**Requirements:**
Write out every line below again, requests included, but multiply each coordinate in the answers by 1.55 and round it to a whole number, rounding halves up. Leave the numbers in the requests and their format samples unchanged.

**Records supplied:**
——————
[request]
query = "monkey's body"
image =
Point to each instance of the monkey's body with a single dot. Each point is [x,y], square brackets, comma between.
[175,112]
——————
**The response:**
[request]
query = "monkey's body"
image =
Point to each instance of the monkey's body with a single dot. Each point is [x,y], square brackets, comma between.
[271,174]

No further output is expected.